━━━━━ 과제 자료

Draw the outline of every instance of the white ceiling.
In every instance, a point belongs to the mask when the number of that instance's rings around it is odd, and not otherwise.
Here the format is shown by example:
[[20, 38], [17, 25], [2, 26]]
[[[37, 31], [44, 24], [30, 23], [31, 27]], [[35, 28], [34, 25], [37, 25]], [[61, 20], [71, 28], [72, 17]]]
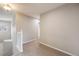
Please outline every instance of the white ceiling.
[[40, 14], [50, 11], [51, 9], [53, 10], [63, 5], [63, 3], [16, 3], [10, 5], [15, 11], [39, 18]]

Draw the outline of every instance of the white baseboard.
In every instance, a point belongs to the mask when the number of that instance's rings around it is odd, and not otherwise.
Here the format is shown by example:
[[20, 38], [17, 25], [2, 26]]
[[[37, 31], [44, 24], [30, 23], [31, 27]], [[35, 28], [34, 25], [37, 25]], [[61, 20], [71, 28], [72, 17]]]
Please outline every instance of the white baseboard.
[[34, 40], [35, 40], [35, 39], [32, 39], [32, 40], [26, 41], [26, 42], [24, 42], [23, 44], [30, 43], [30, 42], [32, 42], [32, 41], [34, 41]]
[[63, 52], [63, 53], [66, 53], [66, 54], [68, 54], [68, 55], [76, 56], [76, 55], [73, 55], [73, 54], [71, 54], [71, 53], [69, 53], [69, 52], [67, 52], [67, 51], [61, 50], [61, 49], [56, 48], [56, 47], [52, 47], [52, 46], [47, 45], [47, 44], [45, 44], [45, 43], [40, 42], [40, 44], [43, 44], [43, 45], [48, 46], [48, 47], [50, 47], [50, 48], [56, 49], [56, 50], [58, 50], [58, 51], [61, 51], [61, 52]]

━━━━━━━━━━

• **과제 내용**
위 자료 전체를 한 줄당 문자열 하나씩 JSON 목록으로 출력하세요. 빈 줄과 사진은 넣지 마세요.

• **과제 답변**
[
  "Draw the outline of every instance of the white ceiling.",
  "In every instance, a point belongs to the mask when the number of that instance's rings around it is odd, and not otherwise.",
  "Here the format is shown by example:",
  "[[20, 38], [17, 25], [2, 26]]",
  "[[[37, 31], [44, 24], [30, 23], [31, 27]], [[35, 28], [34, 25], [37, 25]], [[61, 20], [71, 28], [72, 17]]]",
  "Please outline every instance of the white ceiling.",
  "[[40, 14], [50, 11], [51, 9], [53, 10], [63, 5], [63, 3], [16, 3], [10, 5], [15, 11], [39, 18]]",
  "Draw the outline of every instance of the white baseboard.",
  "In every instance, a point belongs to the mask when the number of that instance's rings around it is odd, and not otherwise.",
  "Here the format is shown by example:",
  "[[20, 38], [17, 25], [2, 26]]",
  "[[[37, 31], [44, 24], [30, 23], [31, 27]], [[35, 28], [34, 25], [37, 25]], [[61, 20], [71, 28], [72, 17]]]",
  "Please outline every instance of the white baseboard.",
  "[[34, 40], [35, 40], [35, 39], [32, 39], [32, 40], [26, 41], [26, 42], [24, 42], [23, 44], [30, 43], [30, 42], [32, 42], [32, 41], [34, 41]]",
  "[[63, 52], [63, 53], [66, 53], [66, 54], [68, 54], [68, 55], [76, 56], [76, 55], [73, 55], [73, 54], [71, 54], [71, 53], [69, 53], [69, 52], [67, 52], [67, 51], [61, 50], [61, 49], [56, 48], [56, 47], [52, 47], [52, 46], [47, 45], [47, 44], [45, 44], [45, 43], [40, 42], [40, 44], [43, 44], [43, 45], [48, 46], [48, 47], [50, 47], [50, 48], [56, 49], [56, 50], [58, 50], [58, 51], [61, 51], [61, 52]]"
]